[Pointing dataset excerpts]
+++
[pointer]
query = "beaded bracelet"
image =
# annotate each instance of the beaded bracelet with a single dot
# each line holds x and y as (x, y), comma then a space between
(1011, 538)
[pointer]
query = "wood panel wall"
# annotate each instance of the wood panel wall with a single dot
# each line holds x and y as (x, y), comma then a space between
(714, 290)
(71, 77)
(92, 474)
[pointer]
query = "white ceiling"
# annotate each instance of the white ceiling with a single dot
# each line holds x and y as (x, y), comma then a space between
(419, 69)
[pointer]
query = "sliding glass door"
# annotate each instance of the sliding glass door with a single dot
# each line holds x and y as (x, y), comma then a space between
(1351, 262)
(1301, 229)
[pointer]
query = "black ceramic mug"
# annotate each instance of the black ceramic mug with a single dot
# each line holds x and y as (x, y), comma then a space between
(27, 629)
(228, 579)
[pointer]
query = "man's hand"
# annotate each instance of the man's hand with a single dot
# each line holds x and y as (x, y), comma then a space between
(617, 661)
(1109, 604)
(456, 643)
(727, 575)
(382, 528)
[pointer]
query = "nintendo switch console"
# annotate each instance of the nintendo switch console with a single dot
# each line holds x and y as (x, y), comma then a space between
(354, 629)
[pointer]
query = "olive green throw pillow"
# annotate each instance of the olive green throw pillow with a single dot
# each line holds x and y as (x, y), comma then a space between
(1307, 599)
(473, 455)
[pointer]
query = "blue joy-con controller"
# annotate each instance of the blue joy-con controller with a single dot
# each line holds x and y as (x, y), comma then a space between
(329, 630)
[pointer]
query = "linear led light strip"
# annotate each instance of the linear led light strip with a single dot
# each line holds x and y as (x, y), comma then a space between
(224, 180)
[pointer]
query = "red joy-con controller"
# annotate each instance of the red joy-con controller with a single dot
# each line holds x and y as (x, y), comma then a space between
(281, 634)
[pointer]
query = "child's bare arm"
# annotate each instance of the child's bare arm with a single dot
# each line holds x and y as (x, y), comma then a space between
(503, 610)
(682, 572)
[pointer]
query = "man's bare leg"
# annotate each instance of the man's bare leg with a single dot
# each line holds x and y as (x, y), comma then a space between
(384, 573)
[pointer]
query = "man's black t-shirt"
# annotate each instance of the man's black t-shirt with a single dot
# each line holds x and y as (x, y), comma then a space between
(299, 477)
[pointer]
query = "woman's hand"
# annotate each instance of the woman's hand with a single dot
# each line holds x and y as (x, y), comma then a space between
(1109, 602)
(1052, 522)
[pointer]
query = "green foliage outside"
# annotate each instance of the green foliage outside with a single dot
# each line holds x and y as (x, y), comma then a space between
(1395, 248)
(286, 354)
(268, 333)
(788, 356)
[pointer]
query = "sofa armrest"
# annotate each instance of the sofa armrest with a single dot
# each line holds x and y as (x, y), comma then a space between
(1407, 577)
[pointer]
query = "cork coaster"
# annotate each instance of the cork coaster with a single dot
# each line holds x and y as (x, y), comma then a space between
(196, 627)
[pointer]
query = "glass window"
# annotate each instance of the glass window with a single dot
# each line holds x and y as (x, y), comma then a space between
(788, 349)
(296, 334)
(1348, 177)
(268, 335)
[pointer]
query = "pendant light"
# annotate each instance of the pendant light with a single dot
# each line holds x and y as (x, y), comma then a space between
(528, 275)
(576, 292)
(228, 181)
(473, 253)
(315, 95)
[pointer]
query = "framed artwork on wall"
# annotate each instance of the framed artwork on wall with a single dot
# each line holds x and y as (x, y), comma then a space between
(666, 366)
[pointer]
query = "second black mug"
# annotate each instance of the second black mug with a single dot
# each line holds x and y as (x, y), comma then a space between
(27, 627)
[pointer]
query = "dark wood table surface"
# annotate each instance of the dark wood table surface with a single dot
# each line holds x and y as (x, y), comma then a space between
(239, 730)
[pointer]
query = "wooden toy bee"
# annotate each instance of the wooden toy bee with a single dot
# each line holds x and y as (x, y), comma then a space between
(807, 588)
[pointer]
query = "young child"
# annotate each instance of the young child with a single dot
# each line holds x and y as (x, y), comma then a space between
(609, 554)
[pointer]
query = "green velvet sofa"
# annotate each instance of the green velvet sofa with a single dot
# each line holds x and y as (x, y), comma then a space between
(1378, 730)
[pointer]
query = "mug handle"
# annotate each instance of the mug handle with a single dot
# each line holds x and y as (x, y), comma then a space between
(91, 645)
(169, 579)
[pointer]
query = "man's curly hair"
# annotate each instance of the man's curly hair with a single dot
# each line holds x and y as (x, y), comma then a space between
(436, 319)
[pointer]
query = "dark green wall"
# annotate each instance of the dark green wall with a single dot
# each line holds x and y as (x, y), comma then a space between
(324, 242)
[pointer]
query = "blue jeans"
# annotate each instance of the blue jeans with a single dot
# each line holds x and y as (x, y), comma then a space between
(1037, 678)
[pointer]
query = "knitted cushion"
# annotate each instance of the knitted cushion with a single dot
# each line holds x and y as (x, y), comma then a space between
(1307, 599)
+++
*Objective*. Gather every line of the listing above that contains the word "cushion", copying each one in full. Case counts.

*Result of the task*.
query = "knitted cushion"
# annotate each instance of the knitted cushion with a single dot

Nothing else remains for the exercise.